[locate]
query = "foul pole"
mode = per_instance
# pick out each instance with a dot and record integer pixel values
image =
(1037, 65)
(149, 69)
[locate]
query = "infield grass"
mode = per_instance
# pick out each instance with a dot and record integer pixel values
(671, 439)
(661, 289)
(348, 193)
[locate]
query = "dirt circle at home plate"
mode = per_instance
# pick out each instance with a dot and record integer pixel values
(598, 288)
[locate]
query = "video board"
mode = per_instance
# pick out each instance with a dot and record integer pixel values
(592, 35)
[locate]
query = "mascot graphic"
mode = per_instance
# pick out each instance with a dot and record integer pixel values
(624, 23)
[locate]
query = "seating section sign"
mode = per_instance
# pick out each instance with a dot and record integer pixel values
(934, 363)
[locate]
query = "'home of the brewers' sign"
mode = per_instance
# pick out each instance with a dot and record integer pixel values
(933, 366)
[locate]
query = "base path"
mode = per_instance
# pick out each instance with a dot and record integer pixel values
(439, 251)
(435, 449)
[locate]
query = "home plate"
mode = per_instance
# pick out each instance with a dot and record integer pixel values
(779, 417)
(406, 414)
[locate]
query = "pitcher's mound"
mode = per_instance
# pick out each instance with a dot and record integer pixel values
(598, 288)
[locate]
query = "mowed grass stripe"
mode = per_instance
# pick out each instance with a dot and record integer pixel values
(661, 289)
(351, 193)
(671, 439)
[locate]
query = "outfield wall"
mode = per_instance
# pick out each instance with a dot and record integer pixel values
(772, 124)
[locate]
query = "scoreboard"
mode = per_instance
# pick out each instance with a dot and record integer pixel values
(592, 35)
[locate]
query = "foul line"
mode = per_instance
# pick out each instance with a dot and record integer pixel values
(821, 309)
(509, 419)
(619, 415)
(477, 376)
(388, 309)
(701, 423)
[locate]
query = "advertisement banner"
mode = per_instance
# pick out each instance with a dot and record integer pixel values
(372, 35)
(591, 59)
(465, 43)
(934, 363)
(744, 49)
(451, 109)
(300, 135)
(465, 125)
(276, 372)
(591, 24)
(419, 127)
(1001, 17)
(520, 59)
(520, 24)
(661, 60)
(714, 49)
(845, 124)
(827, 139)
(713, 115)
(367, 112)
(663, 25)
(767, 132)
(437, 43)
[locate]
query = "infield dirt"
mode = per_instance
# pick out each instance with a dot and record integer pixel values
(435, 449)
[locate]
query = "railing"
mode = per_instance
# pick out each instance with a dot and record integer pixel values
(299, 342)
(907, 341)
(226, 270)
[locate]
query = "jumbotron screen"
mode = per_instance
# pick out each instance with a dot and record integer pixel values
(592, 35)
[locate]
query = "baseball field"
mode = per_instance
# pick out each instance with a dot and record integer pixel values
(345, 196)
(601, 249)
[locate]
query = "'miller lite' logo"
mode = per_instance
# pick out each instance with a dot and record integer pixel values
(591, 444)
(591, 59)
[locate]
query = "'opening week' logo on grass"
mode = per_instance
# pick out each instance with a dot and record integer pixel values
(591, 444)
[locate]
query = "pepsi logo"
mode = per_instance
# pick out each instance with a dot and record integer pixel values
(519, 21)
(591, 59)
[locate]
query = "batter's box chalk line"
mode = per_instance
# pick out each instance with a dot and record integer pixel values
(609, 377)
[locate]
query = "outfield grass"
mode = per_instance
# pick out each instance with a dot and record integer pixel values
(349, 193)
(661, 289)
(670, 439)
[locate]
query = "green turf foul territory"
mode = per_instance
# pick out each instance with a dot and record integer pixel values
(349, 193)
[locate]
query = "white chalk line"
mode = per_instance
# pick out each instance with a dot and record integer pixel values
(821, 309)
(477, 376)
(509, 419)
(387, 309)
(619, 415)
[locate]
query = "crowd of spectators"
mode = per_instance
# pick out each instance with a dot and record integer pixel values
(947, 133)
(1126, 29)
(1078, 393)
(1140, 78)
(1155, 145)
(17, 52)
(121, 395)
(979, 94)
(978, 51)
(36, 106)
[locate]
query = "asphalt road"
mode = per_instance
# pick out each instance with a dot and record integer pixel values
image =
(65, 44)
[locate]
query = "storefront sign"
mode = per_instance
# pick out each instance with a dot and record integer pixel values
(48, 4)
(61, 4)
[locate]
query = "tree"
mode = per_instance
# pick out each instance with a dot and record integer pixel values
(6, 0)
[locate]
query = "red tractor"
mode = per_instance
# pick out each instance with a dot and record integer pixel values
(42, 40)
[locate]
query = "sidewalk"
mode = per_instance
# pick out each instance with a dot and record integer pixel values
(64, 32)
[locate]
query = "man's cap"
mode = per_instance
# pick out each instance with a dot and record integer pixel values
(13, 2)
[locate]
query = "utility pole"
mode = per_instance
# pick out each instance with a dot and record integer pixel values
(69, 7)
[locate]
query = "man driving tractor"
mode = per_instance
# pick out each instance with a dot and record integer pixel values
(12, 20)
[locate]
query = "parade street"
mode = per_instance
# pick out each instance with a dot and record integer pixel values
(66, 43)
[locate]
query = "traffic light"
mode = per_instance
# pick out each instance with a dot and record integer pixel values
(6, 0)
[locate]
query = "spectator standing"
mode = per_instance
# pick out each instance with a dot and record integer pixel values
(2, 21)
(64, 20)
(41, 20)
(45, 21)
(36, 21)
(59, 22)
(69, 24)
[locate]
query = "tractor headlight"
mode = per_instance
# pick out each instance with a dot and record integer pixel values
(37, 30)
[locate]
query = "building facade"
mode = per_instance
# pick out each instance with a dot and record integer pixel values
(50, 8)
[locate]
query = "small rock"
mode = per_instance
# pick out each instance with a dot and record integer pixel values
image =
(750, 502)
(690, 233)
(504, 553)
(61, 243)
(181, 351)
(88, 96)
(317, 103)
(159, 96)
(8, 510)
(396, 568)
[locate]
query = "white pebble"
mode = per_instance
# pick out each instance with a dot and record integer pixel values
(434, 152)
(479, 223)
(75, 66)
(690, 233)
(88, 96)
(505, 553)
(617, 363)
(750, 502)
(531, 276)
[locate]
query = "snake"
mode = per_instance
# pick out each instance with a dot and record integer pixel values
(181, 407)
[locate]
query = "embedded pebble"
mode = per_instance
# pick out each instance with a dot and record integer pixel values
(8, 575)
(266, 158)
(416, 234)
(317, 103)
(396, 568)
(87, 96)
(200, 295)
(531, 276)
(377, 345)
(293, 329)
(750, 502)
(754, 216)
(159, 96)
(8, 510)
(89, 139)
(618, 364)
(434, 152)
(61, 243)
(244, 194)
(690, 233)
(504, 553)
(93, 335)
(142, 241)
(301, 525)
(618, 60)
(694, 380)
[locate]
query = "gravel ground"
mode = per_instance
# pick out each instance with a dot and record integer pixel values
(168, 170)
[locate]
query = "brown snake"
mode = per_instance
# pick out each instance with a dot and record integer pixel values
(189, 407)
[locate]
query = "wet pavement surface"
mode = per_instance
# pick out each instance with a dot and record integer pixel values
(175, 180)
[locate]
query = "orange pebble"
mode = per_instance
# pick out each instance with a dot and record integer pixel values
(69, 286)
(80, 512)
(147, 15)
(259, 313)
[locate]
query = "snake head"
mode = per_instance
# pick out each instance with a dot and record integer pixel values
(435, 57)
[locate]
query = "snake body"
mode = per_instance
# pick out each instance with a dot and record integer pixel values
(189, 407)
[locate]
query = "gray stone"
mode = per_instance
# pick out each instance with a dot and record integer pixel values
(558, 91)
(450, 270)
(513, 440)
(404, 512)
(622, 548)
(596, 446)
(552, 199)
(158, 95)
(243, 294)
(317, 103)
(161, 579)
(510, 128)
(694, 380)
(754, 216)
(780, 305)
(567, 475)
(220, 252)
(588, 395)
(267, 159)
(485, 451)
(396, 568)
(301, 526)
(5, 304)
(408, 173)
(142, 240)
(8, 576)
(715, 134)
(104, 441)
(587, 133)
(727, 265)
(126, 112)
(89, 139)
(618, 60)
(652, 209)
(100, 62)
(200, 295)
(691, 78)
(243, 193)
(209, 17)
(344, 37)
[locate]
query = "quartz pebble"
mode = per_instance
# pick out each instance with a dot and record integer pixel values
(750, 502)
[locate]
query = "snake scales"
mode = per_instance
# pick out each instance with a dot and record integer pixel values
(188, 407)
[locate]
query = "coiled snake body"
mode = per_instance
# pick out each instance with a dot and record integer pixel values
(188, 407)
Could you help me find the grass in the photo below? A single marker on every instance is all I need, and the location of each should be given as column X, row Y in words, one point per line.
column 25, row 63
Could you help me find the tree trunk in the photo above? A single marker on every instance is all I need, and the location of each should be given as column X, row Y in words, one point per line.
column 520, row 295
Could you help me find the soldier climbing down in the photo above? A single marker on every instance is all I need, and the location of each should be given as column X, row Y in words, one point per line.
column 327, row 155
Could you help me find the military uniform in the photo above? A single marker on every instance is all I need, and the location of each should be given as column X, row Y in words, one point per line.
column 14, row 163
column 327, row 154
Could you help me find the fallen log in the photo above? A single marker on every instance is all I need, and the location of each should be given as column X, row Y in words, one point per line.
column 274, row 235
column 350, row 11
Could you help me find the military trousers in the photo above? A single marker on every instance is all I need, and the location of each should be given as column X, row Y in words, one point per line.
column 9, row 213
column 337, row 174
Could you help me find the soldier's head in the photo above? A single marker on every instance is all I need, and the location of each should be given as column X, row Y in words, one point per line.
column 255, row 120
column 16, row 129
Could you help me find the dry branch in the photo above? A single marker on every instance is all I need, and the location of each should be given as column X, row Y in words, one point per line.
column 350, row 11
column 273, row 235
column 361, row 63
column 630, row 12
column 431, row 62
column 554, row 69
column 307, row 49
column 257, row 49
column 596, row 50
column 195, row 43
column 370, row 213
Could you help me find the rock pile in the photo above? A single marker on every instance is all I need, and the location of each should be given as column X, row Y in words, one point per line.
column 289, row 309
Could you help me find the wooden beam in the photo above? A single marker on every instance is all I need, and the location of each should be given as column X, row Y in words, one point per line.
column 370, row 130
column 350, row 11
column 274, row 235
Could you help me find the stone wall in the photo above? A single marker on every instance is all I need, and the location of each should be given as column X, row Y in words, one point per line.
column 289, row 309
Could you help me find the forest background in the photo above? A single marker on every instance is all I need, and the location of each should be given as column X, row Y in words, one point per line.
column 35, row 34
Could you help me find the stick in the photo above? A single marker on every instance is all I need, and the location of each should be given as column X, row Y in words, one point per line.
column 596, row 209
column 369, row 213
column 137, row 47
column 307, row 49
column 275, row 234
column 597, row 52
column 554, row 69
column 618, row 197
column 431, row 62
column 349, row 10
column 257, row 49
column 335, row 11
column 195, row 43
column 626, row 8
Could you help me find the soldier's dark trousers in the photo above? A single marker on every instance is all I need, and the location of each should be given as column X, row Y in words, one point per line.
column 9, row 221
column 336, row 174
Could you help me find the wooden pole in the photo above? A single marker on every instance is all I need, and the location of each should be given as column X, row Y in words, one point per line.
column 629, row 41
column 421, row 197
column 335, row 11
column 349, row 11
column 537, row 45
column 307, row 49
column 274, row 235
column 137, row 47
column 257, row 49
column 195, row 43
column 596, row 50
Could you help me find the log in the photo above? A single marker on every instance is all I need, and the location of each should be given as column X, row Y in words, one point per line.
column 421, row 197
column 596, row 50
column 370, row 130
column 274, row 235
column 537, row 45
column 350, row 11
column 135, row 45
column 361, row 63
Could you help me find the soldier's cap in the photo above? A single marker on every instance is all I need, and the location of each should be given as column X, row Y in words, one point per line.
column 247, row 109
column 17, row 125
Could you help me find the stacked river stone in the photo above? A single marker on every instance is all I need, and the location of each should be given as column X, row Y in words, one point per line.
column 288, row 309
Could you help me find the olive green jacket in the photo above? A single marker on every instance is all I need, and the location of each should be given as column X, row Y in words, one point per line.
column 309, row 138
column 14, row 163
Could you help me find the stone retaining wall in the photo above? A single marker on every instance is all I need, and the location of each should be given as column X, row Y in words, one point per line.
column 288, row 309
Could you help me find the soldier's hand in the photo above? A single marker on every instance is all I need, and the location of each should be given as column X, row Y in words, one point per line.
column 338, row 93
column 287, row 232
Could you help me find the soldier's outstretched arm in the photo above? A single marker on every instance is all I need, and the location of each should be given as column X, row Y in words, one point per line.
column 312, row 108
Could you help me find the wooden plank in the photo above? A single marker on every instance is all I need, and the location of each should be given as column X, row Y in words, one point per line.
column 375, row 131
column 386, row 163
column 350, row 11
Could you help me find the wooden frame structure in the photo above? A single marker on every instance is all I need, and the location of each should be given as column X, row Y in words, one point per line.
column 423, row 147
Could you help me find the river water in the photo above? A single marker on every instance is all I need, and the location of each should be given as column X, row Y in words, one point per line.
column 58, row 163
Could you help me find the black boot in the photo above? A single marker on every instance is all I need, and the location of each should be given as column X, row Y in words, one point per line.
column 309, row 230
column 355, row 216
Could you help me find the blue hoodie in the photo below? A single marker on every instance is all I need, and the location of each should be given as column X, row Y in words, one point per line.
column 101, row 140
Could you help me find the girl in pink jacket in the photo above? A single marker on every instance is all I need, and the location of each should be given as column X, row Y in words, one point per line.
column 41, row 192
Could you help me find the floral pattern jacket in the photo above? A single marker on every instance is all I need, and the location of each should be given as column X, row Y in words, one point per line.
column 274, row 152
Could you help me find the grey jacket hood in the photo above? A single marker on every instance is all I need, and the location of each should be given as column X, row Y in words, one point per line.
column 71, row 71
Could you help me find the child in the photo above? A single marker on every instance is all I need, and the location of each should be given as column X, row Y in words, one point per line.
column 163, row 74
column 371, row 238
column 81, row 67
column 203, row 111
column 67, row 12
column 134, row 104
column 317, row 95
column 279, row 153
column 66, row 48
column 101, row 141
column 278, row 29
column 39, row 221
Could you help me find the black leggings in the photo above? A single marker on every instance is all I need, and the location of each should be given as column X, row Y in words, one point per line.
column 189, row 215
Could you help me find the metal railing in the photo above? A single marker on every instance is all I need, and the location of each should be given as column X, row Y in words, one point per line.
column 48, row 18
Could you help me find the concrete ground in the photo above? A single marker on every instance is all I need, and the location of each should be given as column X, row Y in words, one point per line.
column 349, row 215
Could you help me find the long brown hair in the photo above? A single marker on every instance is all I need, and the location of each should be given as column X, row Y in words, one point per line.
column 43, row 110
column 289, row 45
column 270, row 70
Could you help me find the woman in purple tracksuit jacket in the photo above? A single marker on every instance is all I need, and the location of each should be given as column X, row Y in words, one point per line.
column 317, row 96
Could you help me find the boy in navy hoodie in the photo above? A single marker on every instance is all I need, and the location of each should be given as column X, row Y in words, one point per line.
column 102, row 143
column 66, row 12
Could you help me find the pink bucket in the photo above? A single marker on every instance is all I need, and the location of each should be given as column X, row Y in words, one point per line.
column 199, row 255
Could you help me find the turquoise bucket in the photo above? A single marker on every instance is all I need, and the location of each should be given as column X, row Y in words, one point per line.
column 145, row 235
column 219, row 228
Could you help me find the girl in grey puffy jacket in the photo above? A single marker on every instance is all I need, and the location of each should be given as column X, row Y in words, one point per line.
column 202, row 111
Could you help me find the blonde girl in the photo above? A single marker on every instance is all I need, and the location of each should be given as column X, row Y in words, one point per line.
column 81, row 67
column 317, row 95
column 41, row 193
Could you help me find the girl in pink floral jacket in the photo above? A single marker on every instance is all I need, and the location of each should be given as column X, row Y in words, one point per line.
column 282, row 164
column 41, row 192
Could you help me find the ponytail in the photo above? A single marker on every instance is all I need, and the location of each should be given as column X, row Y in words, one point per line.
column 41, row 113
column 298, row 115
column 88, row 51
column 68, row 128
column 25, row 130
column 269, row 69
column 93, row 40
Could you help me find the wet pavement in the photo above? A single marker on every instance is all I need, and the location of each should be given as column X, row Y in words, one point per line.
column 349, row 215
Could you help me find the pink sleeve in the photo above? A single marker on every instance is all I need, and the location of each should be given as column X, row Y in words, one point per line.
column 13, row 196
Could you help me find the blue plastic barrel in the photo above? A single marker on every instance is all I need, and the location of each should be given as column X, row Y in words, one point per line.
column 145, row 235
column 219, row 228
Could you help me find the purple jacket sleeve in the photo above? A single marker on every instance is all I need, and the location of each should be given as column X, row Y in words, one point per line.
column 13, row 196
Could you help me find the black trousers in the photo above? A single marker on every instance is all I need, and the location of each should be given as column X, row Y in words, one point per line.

——

_EXERCISE DETAILS_
What is the number of lines above that contain "snake"? Reply with that number only.

_SOLUTION TO THIS EXERCISE_
6